**EXERCISE AIM**
Copy exactly the run of lines that begins at the line with "Can you find the wooden" and ends at the final line of the entries.
************
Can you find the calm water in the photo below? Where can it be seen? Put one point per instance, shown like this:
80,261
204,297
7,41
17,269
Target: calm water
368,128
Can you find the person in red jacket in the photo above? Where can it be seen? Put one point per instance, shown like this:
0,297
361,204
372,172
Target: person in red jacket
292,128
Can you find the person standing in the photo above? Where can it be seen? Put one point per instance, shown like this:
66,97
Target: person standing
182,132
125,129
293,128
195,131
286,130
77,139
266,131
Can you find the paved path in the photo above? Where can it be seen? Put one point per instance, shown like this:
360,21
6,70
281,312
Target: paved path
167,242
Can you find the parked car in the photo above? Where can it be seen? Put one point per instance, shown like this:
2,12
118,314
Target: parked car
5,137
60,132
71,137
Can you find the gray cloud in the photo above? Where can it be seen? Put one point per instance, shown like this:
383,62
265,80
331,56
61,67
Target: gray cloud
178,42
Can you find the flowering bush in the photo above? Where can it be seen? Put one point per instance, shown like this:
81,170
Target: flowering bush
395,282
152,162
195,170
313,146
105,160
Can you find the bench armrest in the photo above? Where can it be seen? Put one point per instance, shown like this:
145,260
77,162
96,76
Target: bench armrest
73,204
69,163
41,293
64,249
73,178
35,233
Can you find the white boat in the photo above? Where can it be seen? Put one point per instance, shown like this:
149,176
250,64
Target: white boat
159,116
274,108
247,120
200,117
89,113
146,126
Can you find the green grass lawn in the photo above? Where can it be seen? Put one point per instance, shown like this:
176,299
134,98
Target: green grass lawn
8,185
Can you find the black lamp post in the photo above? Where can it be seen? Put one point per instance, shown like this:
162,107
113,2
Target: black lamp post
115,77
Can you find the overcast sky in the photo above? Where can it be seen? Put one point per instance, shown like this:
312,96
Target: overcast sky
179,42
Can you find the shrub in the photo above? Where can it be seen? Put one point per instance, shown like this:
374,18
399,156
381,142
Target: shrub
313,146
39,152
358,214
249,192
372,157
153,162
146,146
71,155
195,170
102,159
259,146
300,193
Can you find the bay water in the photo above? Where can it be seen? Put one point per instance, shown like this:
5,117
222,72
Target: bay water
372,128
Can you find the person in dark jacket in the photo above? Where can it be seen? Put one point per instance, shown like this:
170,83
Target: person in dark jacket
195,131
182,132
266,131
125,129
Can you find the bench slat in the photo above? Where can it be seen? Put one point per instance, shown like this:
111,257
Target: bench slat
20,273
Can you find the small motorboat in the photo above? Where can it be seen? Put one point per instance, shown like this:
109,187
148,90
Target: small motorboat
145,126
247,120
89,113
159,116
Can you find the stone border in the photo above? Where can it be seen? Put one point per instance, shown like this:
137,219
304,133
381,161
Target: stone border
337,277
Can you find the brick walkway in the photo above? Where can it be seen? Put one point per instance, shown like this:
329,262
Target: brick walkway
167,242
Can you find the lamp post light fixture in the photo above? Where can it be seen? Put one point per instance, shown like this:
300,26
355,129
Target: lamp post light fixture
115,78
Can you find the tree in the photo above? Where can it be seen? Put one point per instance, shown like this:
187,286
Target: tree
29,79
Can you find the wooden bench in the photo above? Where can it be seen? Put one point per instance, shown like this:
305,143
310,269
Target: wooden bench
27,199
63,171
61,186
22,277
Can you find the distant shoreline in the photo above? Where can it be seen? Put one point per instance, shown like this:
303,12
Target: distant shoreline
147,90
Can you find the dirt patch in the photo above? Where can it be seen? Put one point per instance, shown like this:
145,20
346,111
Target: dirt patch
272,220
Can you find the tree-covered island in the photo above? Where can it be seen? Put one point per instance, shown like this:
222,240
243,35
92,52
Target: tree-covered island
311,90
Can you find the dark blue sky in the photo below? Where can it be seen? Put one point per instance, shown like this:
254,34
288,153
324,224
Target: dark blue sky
************
**OUTPUT**
Can you find the wooden bench in the photo above? Where can it be seen? Put one point per instance, shown like this:
305,143
310,269
Target: wooden bench
27,199
63,171
61,186
22,277
Can you find the distant shoreline in the photo above? Where can it be seen? Put one point per instance, shown like this:
303,12
Target: distant shoreline
147,90
Can you find the dirt patch in the photo above? Where can it be seen? Put one point per instance, shown like this:
145,20
346,111
Target: dirt patch
272,220
Can you find the tree-covered island in the photo above? Where can it be seen? Put one point per instance, shown like this:
222,240
243,35
92,52
Target: tree-covered island
311,90
Can you find the dark blue sky in the photo below? Where can it be seen? Put one point per instance, shown like this:
254,34
288,153
324,224
Target: dark blue sky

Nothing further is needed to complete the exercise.